-- start DATA RECORDS --

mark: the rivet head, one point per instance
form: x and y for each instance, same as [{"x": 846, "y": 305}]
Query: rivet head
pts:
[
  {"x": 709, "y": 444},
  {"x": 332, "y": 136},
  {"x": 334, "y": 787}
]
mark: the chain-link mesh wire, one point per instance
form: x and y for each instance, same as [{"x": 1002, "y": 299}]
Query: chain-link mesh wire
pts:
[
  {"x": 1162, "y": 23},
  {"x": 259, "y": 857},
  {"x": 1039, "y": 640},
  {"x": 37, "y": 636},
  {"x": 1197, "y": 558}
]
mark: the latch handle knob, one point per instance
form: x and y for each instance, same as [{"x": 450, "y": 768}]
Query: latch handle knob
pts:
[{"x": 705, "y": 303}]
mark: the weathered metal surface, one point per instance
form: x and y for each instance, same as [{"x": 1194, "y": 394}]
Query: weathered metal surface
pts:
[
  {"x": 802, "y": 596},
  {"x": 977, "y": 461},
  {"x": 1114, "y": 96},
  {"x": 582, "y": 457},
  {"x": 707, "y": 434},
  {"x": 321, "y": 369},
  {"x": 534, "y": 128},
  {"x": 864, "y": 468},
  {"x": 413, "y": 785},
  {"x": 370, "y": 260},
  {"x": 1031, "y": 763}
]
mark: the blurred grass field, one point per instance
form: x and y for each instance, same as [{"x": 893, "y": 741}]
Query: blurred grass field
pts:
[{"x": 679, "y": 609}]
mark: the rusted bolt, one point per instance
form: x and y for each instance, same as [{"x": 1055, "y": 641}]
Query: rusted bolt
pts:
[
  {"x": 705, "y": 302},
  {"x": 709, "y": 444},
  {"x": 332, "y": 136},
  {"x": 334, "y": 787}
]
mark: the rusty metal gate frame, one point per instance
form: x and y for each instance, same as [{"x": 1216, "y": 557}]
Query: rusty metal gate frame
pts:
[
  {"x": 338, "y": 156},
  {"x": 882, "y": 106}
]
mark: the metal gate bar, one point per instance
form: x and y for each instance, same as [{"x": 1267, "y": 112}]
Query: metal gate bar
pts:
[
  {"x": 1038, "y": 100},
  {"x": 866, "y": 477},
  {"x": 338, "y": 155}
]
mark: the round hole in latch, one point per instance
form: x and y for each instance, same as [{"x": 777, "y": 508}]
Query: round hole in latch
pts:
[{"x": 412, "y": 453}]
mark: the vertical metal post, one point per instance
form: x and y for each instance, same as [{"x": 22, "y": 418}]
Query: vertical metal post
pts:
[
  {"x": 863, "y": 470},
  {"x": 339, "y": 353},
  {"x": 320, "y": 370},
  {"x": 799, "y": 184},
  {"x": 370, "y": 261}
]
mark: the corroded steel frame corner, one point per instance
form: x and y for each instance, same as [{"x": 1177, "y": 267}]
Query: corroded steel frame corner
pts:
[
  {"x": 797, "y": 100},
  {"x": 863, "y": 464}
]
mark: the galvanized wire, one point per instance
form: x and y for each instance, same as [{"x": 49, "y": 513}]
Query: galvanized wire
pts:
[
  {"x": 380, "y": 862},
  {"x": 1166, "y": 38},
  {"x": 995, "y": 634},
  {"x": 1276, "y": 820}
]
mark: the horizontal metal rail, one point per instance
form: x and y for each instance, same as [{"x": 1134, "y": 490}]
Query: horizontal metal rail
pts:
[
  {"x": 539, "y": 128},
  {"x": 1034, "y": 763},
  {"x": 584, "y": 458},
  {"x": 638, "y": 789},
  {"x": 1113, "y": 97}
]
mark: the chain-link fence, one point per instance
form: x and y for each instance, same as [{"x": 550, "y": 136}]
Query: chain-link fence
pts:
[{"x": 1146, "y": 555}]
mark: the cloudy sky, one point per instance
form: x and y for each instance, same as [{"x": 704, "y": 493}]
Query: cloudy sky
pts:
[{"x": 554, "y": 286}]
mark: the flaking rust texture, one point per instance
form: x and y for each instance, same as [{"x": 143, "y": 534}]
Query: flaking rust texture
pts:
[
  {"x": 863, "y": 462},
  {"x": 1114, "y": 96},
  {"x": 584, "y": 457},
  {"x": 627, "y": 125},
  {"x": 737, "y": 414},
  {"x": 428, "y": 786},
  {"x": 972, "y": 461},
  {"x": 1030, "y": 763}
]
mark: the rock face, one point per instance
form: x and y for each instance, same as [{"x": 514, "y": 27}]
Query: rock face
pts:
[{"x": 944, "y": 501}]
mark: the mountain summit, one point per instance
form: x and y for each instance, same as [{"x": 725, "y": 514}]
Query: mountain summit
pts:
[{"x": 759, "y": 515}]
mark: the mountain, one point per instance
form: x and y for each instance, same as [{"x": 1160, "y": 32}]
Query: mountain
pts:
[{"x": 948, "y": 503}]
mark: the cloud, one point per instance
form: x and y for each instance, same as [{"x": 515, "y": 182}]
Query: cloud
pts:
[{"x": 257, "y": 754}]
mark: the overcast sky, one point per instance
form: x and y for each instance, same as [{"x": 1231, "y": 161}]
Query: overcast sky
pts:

-- end DATA RECORDS --

[STATED EXERCISE] Write out the lines above again word for word, starting at the line that contains "mark: the chain-link fence, one" and continuing through the very last line.

[THE SOLUTION]
mark: the chain-link fence, one point per instance
form: x and y for each instance, same as [{"x": 550, "y": 136}]
Query: chain-link fence
pts:
[{"x": 1146, "y": 555}]
mark: the cloudy sky, one point per instance
form: x and y for each instance, same as [{"x": 704, "y": 493}]
Query: cloudy sky
pts:
[{"x": 554, "y": 286}]
mark: the flaking rust texture, one point per instance
form: x and y for each instance, same as [{"x": 143, "y": 534}]
Query: flaking rust texture
pts:
[
  {"x": 863, "y": 462},
  {"x": 1114, "y": 96},
  {"x": 584, "y": 457},
  {"x": 627, "y": 125},
  {"x": 737, "y": 414},
  {"x": 428, "y": 786},
  {"x": 972, "y": 461},
  {"x": 1030, "y": 763}
]
mark: the rock face, one point per instance
form: x and y for each instance, same as [{"x": 514, "y": 27}]
Query: rock face
pts:
[{"x": 944, "y": 501}]
mark: the mountain summit, one point per instance
form: x and y for each instance, same as [{"x": 725, "y": 514}]
Query: mountain summit
pts:
[{"x": 759, "y": 515}]
mark: the mountain, one point per instance
form: x and y for each instance, same as [{"x": 1160, "y": 32}]
Query: mountain
pts:
[{"x": 948, "y": 503}]
mark: the cloud, one point per instance
form: x and y for each instance, same as [{"x": 515, "y": 182}]
Query: cloud
pts:
[{"x": 257, "y": 754}]
mark: the overcast sky, one point per instance
form: x and y for each instance, same as [{"x": 1231, "y": 161}]
Query: overcast sky
pts:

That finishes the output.